# Source extract
▼▼▼

Have you ever met the security at the local museum.
(05:42):
It's like just some elderly Vietnamese woman who's looking at
her phone. She didn't look like she would stop you
from stealing a monette or a monette or whatever it's called.
Speaker 2 (05:50):
But I think at some of the museums here, I'm
betting because I don't hang out at many of them,
betting they locked the windows, though, unlocked the windows at
the Louver.
Speaker 1 (06:02):
Do you remember several years ago, I know how to
say it, before the thing happened with I don't like
before the thing happened with environmentalists throwing soup at paintings
were there was innocent. In a little less than a
decade ago, we're here in town. People started showing up
at the museum and writing graffiti with a marker on
some of the expensive paintings. Oh yeah, do you remember this,
(06:22):
and at the time people were shocked to learn that
they kept getting away with it. Well, what did you think,
who do you think's in there? It's not like there's
some bodybuilder dude protecting these paintings.

▲▲▲

# Required tasks
1. Write out the transcript word for word, everything from "Have you ever" down to "the Louver.".
2. List every timestamp that appears in the transcript.
3. According to the transcript, what were people using to write graffiti on the expensive paintings?
You won't need the listing for any of this.

# Recorded information

▼▼▼

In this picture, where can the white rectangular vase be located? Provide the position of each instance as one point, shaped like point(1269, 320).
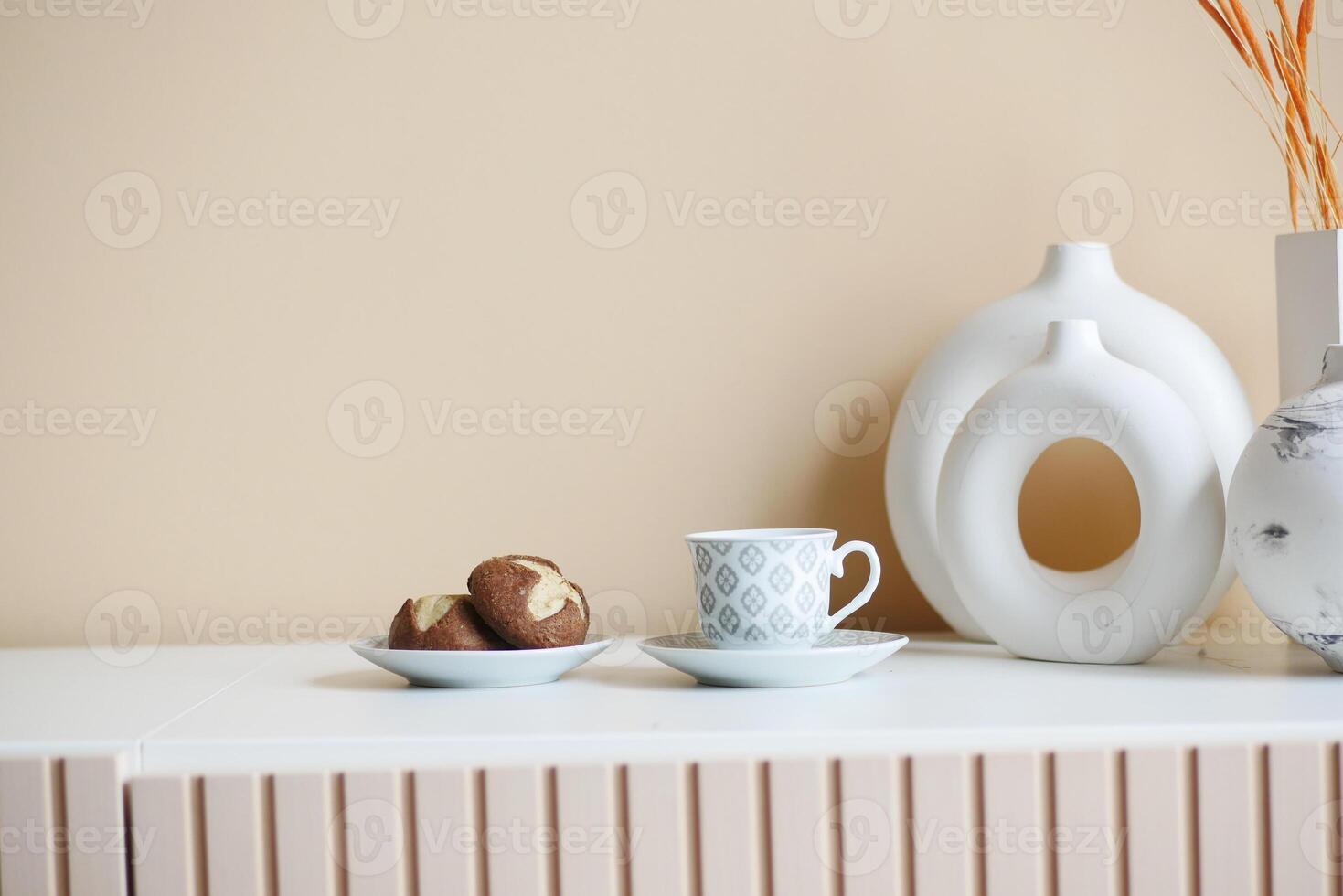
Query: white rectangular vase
point(1310, 305)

▲▲▲

# Responses by task
1.
Have you ever met the security at the local museum.
(05:42):
It's like just some elderly Vietnamese woman who's looking at
her phone. She didn't look like she would stop you
from stealing a monette or a monette or whatever it's called.
Speaker 2 (05:50):
But I think at some of the museums here, I'm
betting because I don't hang out at many of them,
betting they locked the windows, though, unlocked the windows at
the Louver.

2. (05:42), (05:50), (06:02), (06:22)

3. A marker.